*The request:* Rewrite the records below, replacing each "single pin" with "single marker" and leaving everything else as it is.

=-=-=

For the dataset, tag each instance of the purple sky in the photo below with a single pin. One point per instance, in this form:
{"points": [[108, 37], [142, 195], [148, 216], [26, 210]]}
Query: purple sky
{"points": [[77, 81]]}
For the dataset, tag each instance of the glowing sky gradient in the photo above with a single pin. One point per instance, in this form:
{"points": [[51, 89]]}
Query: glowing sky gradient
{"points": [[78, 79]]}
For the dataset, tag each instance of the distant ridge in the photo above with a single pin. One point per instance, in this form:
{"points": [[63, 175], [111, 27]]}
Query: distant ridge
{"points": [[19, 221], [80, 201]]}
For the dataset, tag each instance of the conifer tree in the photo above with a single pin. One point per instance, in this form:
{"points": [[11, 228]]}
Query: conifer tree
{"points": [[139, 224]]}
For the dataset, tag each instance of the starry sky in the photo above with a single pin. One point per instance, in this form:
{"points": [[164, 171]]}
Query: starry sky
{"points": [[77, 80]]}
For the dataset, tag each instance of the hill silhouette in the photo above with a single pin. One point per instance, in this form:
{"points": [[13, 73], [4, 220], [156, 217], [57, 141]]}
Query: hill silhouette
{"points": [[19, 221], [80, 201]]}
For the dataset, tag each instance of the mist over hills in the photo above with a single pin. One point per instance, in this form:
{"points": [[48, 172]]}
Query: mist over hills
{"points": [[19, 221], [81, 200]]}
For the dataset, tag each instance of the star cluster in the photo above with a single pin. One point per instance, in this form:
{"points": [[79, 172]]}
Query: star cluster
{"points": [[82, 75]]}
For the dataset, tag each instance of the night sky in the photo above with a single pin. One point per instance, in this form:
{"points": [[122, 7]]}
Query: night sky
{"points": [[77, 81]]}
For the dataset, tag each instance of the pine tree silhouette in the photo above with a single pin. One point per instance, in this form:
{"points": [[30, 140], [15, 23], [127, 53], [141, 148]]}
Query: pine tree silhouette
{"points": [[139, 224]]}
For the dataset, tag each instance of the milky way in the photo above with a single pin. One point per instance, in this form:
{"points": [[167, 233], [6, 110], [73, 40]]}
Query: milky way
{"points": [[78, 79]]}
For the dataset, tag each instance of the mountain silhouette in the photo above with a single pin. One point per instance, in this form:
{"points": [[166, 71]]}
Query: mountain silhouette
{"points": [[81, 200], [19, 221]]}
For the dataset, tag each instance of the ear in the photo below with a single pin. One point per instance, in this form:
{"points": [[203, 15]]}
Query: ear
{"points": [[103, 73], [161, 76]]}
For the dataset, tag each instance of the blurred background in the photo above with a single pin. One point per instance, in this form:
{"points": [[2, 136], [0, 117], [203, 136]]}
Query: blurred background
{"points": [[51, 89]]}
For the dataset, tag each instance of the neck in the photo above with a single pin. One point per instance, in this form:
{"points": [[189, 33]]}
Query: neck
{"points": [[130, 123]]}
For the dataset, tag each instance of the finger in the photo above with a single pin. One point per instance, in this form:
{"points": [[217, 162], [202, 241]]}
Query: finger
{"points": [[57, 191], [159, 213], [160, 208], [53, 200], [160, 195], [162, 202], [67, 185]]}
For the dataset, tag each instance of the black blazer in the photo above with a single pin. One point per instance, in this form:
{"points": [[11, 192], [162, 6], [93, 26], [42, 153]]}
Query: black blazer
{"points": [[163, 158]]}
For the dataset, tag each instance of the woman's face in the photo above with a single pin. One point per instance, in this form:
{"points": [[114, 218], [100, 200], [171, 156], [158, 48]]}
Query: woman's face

=-=-=

*Solution:*
For the dataset, tag each instance of the purple sky in the photo below with a single marker. One point per instance, in this form:
{"points": [[108, 37], [142, 195], [148, 216], [26, 210]]}
Query: purple sky
{"points": [[77, 81]]}
For the dataset, tag each instance of the glowing sky gradient in the photo above with a single marker. One point per instance, in this form:
{"points": [[51, 89]]}
Query: glowing sky gradient
{"points": [[78, 79]]}
For the dataset, tag each instance of the distant ridge in the photo above with a single marker. One point per instance, in this form:
{"points": [[63, 175], [111, 27]]}
Query: distant ridge
{"points": [[19, 221], [80, 201]]}
For the dataset, tag each instance of the conifer tree in the photo above with a single marker. One point per instance, in this form:
{"points": [[11, 228]]}
Query: conifer tree
{"points": [[139, 224]]}
For the dataset, tag each instance of the starry sky in the photo above with a single marker. One point per instance, in this form:
{"points": [[164, 171]]}
Query: starry sky
{"points": [[77, 80]]}
For the dataset, tag each instance of the hill silhouette in the photo above with a single marker. One point per instance, in this form:
{"points": [[13, 73], [4, 220], [156, 217], [57, 141]]}
Query: hill silhouette
{"points": [[19, 221], [80, 201]]}
For the dataset, tag each instance of the mist over hills in the photo above with a single marker. One point per instance, in this form:
{"points": [[48, 172]]}
Query: mist over hills
{"points": [[19, 221], [81, 200]]}
For the dataset, tag each instance of the star cluster in the photo above with a single marker. One point per instance, in this form:
{"points": [[79, 172]]}
Query: star cluster
{"points": [[82, 75]]}
For the dataset, tag each instance of the night sky in the photo above with a single marker. One point per instance, in this form:
{"points": [[122, 7]]}
Query: night sky
{"points": [[77, 81]]}
For the dataset, tag each instance of the pine tree silhouette in the photo above with a single marker. One point per instance, in this form:
{"points": [[30, 140], [15, 23], [127, 53], [141, 148]]}
Query: pine tree silhouette
{"points": [[139, 224]]}
For the dataset, tag each instance of the milky way in the photo above with a single marker. One point per instance, in this form:
{"points": [[167, 233], [6, 110], [73, 40]]}
Query: milky way
{"points": [[78, 79]]}
For the dataset, tag each instance of the mountain silhouette in the photo above with a single marker. One point per instance, in this form:
{"points": [[166, 71]]}
Query: mountain silhouette
{"points": [[81, 200], [19, 221]]}
For the dataset, tag each instance of the ear in the photo below with a single marker. One point per instance, in this form:
{"points": [[203, 15]]}
Query: ear
{"points": [[103, 73], [161, 76]]}
For the dataset, tag each instance of the blurred background in the photo above with a single marker. One point per instance, in this form:
{"points": [[2, 136], [0, 117], [203, 136]]}
Query: blurred background
{"points": [[51, 89]]}
For the dataset, tag each instance of the neck in the photo above with a single marker. One point per instance, in this form:
{"points": [[189, 33]]}
Query: neck
{"points": [[130, 123]]}
For the dataset, tag each instance of the finger in the photo above with a single marker. One point per instance, in this form:
{"points": [[217, 162], [202, 241]]}
Query: finger
{"points": [[57, 191], [159, 213], [160, 208], [53, 200], [160, 195], [162, 202], [67, 185]]}
For the dataset, tag each instance of the black blazer in the photo above with a single marker. One point per instance, in this form:
{"points": [[11, 192], [162, 6], [93, 26], [42, 153]]}
Query: black blazer
{"points": [[163, 158]]}
For the dataset, tag each instance of the woman's face in the photo above with a single marker. One point per instance, in this form:
{"points": [[114, 218], [100, 200], [171, 156], [158, 48]]}
Query: woman's face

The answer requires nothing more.